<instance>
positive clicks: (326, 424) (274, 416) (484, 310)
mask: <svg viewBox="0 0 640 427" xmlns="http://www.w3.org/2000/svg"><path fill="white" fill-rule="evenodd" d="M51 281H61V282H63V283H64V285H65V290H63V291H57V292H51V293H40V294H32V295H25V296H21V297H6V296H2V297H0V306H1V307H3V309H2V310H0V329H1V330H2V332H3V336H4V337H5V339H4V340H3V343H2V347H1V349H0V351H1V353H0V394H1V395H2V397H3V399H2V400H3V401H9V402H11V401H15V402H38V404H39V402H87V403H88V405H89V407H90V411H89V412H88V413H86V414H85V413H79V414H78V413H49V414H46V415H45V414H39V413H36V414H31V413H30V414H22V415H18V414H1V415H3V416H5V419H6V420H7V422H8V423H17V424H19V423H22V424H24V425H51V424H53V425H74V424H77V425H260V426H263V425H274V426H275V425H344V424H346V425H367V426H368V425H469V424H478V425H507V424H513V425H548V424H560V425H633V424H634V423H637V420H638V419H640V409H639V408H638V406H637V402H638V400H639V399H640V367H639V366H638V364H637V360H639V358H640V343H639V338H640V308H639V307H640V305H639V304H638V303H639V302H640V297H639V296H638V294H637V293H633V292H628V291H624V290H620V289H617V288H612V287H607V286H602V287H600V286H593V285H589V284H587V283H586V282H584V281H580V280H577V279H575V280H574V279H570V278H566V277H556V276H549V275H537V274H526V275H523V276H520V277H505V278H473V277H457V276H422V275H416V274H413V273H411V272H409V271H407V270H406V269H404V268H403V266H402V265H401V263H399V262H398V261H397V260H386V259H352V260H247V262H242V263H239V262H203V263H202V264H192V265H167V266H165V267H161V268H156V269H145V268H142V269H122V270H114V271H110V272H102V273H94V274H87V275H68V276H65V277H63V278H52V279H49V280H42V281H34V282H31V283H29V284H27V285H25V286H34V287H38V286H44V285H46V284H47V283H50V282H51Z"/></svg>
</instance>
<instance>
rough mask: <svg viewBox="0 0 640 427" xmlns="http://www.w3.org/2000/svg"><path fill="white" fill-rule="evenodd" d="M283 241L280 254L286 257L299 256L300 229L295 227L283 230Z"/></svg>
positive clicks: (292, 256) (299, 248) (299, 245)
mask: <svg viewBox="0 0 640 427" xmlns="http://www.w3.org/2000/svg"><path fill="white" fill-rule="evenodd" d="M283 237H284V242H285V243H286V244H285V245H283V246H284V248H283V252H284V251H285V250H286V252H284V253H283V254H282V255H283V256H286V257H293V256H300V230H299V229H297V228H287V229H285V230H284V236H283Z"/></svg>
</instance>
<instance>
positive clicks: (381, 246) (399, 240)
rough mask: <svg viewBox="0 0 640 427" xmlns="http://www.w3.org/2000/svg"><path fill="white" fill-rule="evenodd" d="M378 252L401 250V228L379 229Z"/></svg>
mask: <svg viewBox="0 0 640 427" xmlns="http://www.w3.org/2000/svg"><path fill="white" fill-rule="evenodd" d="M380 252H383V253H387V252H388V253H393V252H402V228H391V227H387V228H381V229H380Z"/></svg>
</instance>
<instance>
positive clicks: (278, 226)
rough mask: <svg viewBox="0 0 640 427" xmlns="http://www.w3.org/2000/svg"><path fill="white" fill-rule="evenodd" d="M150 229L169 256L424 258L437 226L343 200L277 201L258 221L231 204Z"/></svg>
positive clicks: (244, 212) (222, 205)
- - - -
- _Your instructions_
Would you reproduce every one of the entries above word for word, without changing a single character?

- _Output of the task_
<instance>
positive clicks: (326, 424) (274, 416) (484, 310)
mask: <svg viewBox="0 0 640 427" xmlns="http://www.w3.org/2000/svg"><path fill="white" fill-rule="evenodd" d="M51 281H61V282H63V283H64V285H65V290H63V291H57V292H51V293H40V294H32V295H25V296H21V297H6V296H2V297H0V306H1V307H3V309H2V310H0V329H1V330H2V332H3V336H4V337H5V339H4V340H3V343H2V347H1V349H0V351H1V353H0V394H1V395H2V397H3V399H2V400H3V401H9V402H11V401H15V402H38V404H39V402H87V403H88V405H89V407H90V411H89V412H88V413H86V414H85V413H79V414H78V413H49V414H46V415H45V414H39V413H36V414H31V413H30V414H22V415H18V414H1V415H3V416H5V419H6V420H7V422H8V423H17V424H19V423H22V424H24V425H51V424H53V425H74V424H77V425H260V426H263V425H274V426H275V425H344V424H346V425H367V426H368V425H469V424H478V425H507V424H513V425H548V424H560V425H633V424H634V423H637V420H638V419H640V409H639V408H638V406H637V402H638V400H639V399H640V367H639V366H638V364H637V360H639V358H640V343H639V338H640V308H639V307H640V305H639V304H638V303H639V302H640V297H639V296H638V294H637V293H633V292H628V291H624V290H620V289H617V288H612V287H607V286H602V287H600V286H593V285H589V284H587V283H586V282H584V281H580V280H577V279H575V280H574V279H570V278H566V277H556V276H549V275H537V274H526V275H523V276H520V277H505V278H473V277H457V276H422V275H416V274H413V273H411V272H409V271H407V270H406V269H404V268H403V266H402V265H401V263H399V262H398V261H397V260H386V259H352V260H247V262H242V263H239V262H203V263H202V264H192V265H167V266H165V267H161V268H156V269H145V268H142V269H122V270H114V271H110V272H102V273H94V274H87V275H68V276H65V277H63V278H52V279H49V280H42V281H34V282H31V283H29V284H27V285H25V286H34V287H38V286H44V285H46V284H47V283H50V282H51Z"/></svg>
</instance>
<instance>
rough mask: <svg viewBox="0 0 640 427" xmlns="http://www.w3.org/2000/svg"><path fill="white" fill-rule="evenodd" d="M283 241L280 254L286 257L299 256L300 229L295 227L283 230Z"/></svg>
positive clicks: (292, 256) (299, 248) (299, 245)
mask: <svg viewBox="0 0 640 427" xmlns="http://www.w3.org/2000/svg"><path fill="white" fill-rule="evenodd" d="M283 237H284V242H285V243H286V244H285V245H283V246H284V248H283V252H284V251H285V250H286V252H284V253H283V254H282V255H283V256H286V257H293V256H300V230H299V229H297V228H287V229H285V230H284V236H283Z"/></svg>
</instance>
<instance>
positive clicks: (381, 246) (399, 240)
rough mask: <svg viewBox="0 0 640 427" xmlns="http://www.w3.org/2000/svg"><path fill="white" fill-rule="evenodd" d="M378 252L401 250V228L379 229Z"/></svg>
mask: <svg viewBox="0 0 640 427" xmlns="http://www.w3.org/2000/svg"><path fill="white" fill-rule="evenodd" d="M380 252H383V253H387V252H388V253H393V252H402V228H391V227H387V228H381V229H380Z"/></svg>
</instance>
<instance>
positive clicks: (278, 226)
rough mask: <svg viewBox="0 0 640 427" xmlns="http://www.w3.org/2000/svg"><path fill="white" fill-rule="evenodd" d="M150 229L169 256L424 258L437 226L343 200L277 201L258 221L231 204Z"/></svg>
positive clicks: (244, 212) (222, 205)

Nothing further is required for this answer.